◆ Given task ◆
Count the lines in the records below that contain the string "flower" with matching case. Reply with only the number.

(Labeled-object pointing entries)
════════

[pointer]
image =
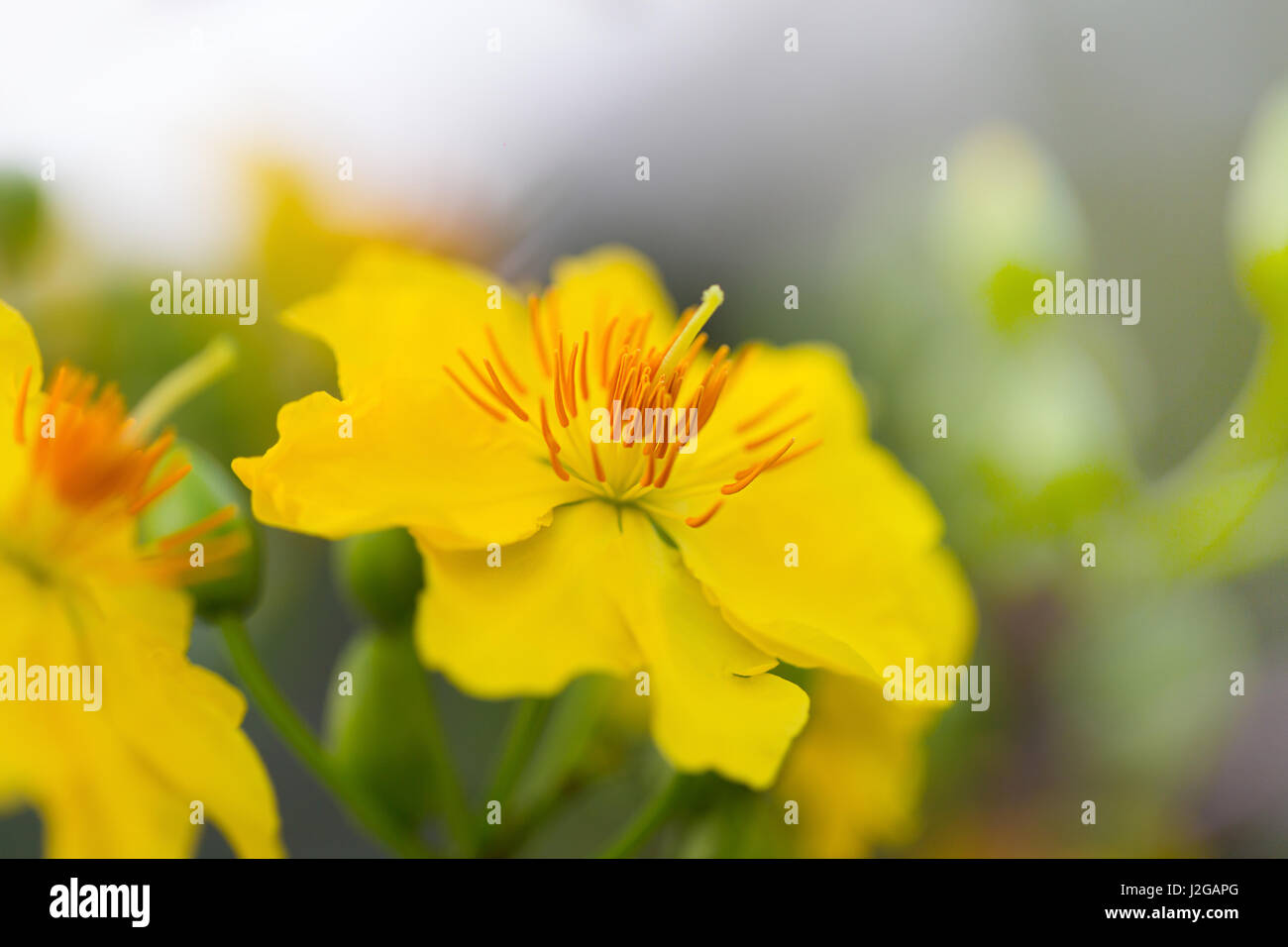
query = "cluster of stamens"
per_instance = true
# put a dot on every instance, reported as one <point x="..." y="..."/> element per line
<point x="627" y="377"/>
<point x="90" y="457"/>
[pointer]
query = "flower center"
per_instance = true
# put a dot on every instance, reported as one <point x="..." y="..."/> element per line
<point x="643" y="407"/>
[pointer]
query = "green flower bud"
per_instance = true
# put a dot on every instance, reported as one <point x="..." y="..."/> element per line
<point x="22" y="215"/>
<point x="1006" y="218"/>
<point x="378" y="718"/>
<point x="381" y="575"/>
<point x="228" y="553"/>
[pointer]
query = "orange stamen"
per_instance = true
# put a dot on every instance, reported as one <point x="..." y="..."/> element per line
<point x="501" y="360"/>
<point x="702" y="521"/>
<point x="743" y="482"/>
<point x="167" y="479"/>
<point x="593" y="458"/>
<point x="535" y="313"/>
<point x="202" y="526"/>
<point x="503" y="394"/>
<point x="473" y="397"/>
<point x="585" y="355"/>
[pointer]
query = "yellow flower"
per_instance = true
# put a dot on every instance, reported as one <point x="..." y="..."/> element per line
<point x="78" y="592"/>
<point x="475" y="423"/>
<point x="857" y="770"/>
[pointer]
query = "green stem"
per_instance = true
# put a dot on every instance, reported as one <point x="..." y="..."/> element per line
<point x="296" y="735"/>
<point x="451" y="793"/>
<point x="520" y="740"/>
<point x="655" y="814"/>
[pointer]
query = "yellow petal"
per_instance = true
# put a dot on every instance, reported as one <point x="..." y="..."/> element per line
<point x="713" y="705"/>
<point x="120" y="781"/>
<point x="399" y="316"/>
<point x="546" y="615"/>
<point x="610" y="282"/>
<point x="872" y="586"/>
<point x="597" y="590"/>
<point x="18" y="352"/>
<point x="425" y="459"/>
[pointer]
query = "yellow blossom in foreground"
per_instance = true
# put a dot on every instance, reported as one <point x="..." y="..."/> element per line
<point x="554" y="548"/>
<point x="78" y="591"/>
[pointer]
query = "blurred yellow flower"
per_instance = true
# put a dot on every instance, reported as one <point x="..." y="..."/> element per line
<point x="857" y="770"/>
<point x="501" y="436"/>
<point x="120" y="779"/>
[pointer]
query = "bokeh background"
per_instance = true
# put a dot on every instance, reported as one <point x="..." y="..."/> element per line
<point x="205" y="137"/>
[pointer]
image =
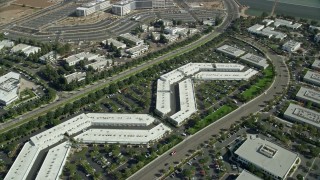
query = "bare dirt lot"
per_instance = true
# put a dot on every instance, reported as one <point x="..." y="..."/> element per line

════════

◆ Written solution ◆
4